**Your goal**
Below are records that must be duplicated exactly.

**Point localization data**
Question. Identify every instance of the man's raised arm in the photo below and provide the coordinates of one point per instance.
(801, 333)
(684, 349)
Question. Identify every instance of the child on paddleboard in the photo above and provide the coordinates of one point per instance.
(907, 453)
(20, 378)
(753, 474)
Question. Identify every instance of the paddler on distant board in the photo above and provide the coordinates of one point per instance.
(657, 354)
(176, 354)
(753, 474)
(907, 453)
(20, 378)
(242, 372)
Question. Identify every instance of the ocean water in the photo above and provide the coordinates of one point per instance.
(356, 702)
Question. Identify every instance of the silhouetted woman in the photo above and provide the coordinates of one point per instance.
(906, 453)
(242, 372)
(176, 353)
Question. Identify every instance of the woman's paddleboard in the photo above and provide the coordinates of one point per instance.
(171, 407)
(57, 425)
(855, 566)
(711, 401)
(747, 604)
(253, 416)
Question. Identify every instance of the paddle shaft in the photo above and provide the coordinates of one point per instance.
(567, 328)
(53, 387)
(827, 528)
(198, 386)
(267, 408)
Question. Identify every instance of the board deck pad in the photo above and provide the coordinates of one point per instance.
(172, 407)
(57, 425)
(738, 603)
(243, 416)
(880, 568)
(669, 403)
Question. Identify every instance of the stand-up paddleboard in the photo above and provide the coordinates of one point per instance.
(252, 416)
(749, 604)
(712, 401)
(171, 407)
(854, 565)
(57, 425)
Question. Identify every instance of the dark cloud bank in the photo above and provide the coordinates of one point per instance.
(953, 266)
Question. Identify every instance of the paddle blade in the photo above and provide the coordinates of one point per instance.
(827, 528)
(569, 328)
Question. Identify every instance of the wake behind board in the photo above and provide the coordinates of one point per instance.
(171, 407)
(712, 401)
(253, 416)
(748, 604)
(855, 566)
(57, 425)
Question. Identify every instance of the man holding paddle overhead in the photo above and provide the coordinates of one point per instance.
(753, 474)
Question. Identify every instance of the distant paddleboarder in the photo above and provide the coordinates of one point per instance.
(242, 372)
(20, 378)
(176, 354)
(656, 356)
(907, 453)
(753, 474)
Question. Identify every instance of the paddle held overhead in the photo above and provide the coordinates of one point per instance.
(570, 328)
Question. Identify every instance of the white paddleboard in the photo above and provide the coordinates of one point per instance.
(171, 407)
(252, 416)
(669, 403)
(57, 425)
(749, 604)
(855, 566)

**Result**
Question. Identify every instance of the man's raised arm in the photo below and provide the coordinates of one point per instance.
(801, 333)
(684, 349)
Question. Identify every instance of the child on paddleboard in the photo above and provide the coordinates of one point per instance.
(907, 453)
(20, 378)
(753, 474)
Question. Identify every instance of the paddler on distant board in the photo above and provide the coordinates of one point per instance.
(657, 354)
(176, 354)
(753, 474)
(907, 453)
(20, 378)
(242, 372)
Question. Identify every instance of the ocean water in the photo above and provide the coordinates of one point per instance.
(356, 702)
Question. Identify every instance of the silhouetted woman in the photo above and provide the coordinates of one point per instance.
(906, 453)
(242, 372)
(176, 353)
Question. Identify every instance of the woman's paddleboard in the photo above and provide the coordinates of one point per instance.
(171, 407)
(57, 425)
(855, 566)
(711, 401)
(747, 604)
(253, 416)
Question. Identify every instance of the paddle shaft in the photo above and provide the coordinates of one point per instance.
(567, 328)
(53, 387)
(827, 528)
(198, 386)
(267, 408)
Question. Identify every instance of the board deck pad in the photo above and provide the coordinates of one point per instance.
(172, 407)
(57, 425)
(738, 603)
(243, 416)
(880, 568)
(669, 403)
Question. Identify every instance of the stand-up paddleboard in the photo above and provide the coordinates of one point per instance.
(252, 416)
(749, 604)
(712, 401)
(171, 407)
(854, 565)
(57, 425)
Question. Identify every instance of the dark cloud bank in the photo above and provide the coordinates of one point per instance.
(953, 266)
Question. Identify every instance of the paddle blade in the photo above and provide the coordinates of one point per instance.
(827, 528)
(569, 328)
Question. Identify every instance of the wake behind board in the photo above and provide the coordinates of one point per instance.
(171, 407)
(712, 401)
(253, 416)
(748, 604)
(855, 566)
(57, 425)
Question. Identify every instance of the man holding paddle overhead in the photo above and provide the coordinates of one point per instance.
(753, 474)
Question. Identify every instance of the distant paddleboarder in the photo above and provide the coordinates of one point per instance.
(242, 372)
(20, 378)
(176, 354)
(656, 356)
(907, 453)
(753, 474)
Question. Identify every instance of the paddle held overhead in the photo above and provide the coordinates of one point per instance.
(570, 328)
Question. Identify every instance of the white paddleboard in the photo above and provide the coordinates of one point per instance.
(171, 407)
(252, 416)
(669, 403)
(57, 425)
(749, 604)
(855, 566)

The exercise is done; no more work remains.